» STATED EXERCISE A
Count the lines in the rows below that contain the string "pole". Case counts, so give only that number.

━━ SOURCE EXTRACT

Democracy in the Wilderness

BY CHIDI AMUTA

History seems to have a way of playing Nigerians a curious trick. Twelve months to the 2015 presidential elections, the test then facing our democracy was that of a peaceful transition to another elected government. That transition needed to reflect the consensus of popular assessment of the outgoing government. The unifying anthem and collective political wish of most Nigerians then was simple: Change. It was a two-fold change. Democracy needed to validate the wishes of the majority of Nigerians who wanted anything else but the Goodluck Jonathan style. Secondly, the nation needed to transit from one elected government to another in a manner that would neither be disruptive nor threaten its strategic stability.

These twin larger objectives were achieved. The Jonathan administration was roundly defeated and chased off. Nigeria survived and witnessed a peaceful transfer of power to a new administration under a different party. The prospects of democracy surviving and taking roots in Nigeria were vastly improved, if only the incoming administration listened to the inner yearnings of the people. Therefore, the political burden of the then incoming administration of Muhammadu Buhari was well cut out.

━━━━
━━ DATA FOR THE TASK

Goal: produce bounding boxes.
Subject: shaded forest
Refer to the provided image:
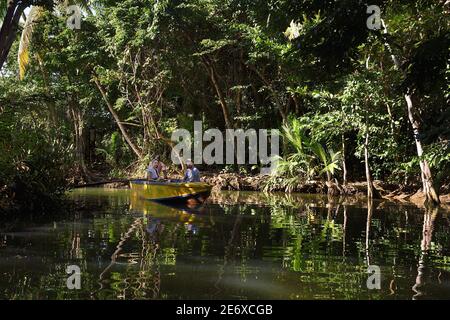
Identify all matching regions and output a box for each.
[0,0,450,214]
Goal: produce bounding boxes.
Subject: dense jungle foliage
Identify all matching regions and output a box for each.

━━━━
━━ DATA FOR THE TASK

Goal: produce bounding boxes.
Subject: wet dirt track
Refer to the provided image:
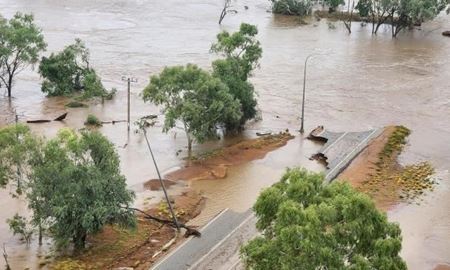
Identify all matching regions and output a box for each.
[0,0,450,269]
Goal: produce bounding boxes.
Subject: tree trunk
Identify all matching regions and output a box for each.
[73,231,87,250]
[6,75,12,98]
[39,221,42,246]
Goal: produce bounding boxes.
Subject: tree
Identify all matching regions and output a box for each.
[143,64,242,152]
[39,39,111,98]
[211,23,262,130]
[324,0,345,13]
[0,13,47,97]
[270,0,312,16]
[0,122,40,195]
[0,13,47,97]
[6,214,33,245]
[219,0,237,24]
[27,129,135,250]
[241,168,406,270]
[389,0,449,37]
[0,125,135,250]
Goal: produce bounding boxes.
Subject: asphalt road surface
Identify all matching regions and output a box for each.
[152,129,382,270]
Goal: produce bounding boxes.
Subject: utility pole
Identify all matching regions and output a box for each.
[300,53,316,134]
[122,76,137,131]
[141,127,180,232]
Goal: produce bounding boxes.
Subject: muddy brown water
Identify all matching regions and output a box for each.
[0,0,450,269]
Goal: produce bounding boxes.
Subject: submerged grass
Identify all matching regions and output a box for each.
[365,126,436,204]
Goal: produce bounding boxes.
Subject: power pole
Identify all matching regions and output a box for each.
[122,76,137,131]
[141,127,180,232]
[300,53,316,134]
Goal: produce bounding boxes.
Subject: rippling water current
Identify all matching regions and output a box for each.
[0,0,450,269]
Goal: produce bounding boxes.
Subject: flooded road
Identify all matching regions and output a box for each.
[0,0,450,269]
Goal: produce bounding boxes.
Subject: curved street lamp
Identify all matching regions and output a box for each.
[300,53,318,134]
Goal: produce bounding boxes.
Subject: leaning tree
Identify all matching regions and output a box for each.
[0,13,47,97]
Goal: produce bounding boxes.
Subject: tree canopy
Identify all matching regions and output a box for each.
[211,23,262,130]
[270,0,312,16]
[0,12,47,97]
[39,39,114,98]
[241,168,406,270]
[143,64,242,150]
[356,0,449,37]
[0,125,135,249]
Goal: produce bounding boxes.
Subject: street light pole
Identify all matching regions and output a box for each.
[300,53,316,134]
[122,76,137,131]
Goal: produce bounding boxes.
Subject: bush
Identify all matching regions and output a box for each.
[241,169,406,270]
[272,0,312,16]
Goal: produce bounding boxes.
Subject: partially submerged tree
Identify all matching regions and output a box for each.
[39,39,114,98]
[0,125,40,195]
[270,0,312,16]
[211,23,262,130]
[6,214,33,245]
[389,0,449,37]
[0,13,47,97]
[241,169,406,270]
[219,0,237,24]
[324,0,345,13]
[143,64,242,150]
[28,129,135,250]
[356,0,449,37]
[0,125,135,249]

━━━━

» STATED EXERCISE B
Continue the opinion piece on Nigeria's 2015 transition above, starting after its final sentence.

» TASK ANSWER A
3

» TASK ANSWER B
The successful 2015 election and the painless transition did not automatically confer on Nigeria the status of a working democracy. It merely improved the chances of advancing the frontiers of democracy through a government that worked for the people. The nation needed to quickly progress from the routine rituals of periodic elections to building a democratic culture among the populace. The right to vote and be voted for needed to be complemented by an entitlement to the rights and freedoms that people in a democracy are entitled to. Most importantly, the social and economic conditions that enable the growth of democracy needed to be rapidly improved.

In tandem, the electoral system needed to be upgraded to ensure that future elections were not only freer and fairer but also more credible. Even more overwhelming was the challenge of instituting a governance structure that would guarantee a national environment in which Nigerians would enjoy the full benefits of living in a democracy. People needed to be safe and secure. People needed to be free to pursue the dream of a better life in the hope that it is an achievable goal in a life time. Those were the hopes and aspirations embedded in the support and mandate accorded Mr. Buhari in 2015. 

Now again in 2022, less than a year to the end of the current administration, history seems to have put on a garb of cruel irony. Nigerians are once again face to face with an even more tragic and desperate unifying imperative. Today, seven years after the triumph of “CHANGE”, an administration that was ushered in by a wave of democratic euphoria has burdened the nation with depressing legacies that place obstacles to the growth of democracy.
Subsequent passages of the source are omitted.